**Given exercise**
Put the stretch of the data from the line containing "of the reflection" through the end of the data into a Markdown table, leaving out blank lines. Use two columns: "Row" for the row number and "Text" for the line.

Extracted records
============================================================

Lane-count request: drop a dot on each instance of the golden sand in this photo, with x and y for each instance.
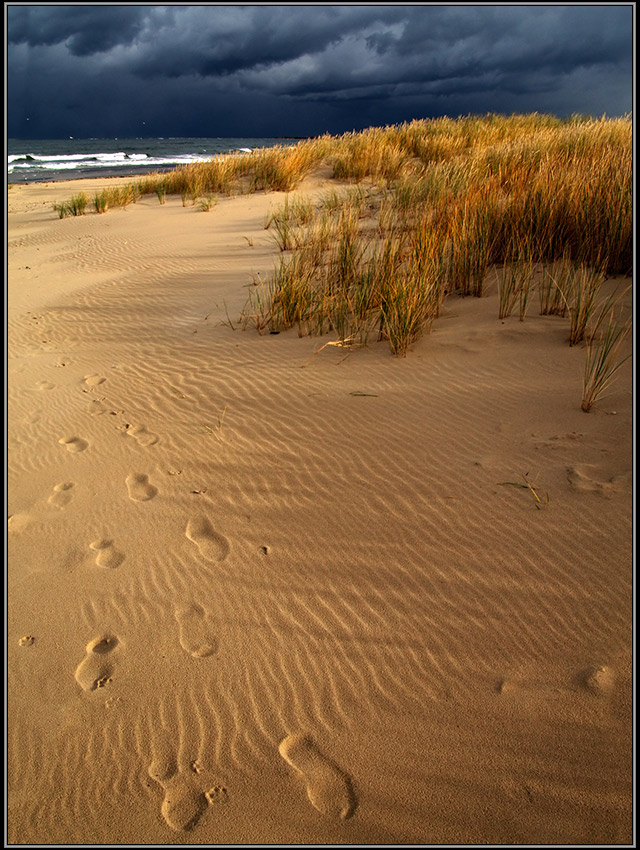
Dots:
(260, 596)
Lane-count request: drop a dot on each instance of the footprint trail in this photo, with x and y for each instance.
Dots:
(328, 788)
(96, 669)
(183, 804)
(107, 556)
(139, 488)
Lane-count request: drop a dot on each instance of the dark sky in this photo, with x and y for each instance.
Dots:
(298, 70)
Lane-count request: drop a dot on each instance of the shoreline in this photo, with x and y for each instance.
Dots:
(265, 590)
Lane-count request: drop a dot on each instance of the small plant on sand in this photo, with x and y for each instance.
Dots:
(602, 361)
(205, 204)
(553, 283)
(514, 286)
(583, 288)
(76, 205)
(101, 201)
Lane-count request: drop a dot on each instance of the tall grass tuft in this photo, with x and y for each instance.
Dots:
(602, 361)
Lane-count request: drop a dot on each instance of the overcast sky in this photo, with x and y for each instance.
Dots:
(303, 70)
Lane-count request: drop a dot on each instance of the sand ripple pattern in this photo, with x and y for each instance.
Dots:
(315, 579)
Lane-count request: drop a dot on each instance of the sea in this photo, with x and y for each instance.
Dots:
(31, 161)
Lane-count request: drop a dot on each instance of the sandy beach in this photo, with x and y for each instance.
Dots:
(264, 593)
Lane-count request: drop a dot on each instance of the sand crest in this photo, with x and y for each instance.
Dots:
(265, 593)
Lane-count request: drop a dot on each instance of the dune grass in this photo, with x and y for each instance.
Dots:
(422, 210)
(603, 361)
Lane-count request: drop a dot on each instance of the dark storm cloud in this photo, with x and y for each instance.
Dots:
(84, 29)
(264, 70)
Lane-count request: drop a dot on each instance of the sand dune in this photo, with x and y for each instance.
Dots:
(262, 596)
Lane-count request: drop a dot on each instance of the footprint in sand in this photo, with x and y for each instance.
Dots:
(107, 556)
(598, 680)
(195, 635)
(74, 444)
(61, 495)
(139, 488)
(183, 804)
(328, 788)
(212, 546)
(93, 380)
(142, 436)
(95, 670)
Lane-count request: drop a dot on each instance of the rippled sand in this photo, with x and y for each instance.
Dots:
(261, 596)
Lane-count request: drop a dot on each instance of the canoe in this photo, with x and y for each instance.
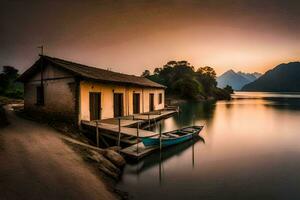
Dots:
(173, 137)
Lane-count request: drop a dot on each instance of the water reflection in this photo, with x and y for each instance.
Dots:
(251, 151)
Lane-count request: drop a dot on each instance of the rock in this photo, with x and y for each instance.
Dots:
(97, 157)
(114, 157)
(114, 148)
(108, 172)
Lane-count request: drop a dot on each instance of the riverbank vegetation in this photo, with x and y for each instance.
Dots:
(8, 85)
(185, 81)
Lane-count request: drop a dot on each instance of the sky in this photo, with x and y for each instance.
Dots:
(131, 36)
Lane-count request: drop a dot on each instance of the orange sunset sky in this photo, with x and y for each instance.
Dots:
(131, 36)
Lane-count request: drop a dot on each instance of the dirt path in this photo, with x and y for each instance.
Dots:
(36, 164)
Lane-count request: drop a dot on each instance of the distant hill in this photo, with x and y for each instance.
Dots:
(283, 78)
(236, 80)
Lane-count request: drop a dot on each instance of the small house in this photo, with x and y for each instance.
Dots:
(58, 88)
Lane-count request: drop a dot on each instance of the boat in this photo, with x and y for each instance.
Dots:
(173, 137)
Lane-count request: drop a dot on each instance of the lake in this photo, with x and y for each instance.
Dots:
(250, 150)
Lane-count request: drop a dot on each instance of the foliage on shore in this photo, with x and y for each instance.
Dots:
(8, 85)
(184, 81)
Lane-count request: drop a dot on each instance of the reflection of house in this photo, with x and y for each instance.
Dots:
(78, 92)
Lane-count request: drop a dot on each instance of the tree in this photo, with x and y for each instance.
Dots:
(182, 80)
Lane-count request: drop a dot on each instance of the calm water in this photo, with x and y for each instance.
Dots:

============================================================

**Written answer**
| Row | Text |
|---|---|
| 1 | Lane-count request: drop a dot on each instance of the reflection of house in this photo, with x and y for each instance. |
| 2 | Dots: |
| 3 | (78, 92) |
| 4 | Lane-count request: drop a dot on each instance of the tree in this photo, with x and y for each instance. |
| 5 | Dots: |
| 6 | (182, 80) |
| 7 | Lane-count request: drop a dot on each instance of the calm water in this photo, with x and y for each instance. |
| 8 | Dots: |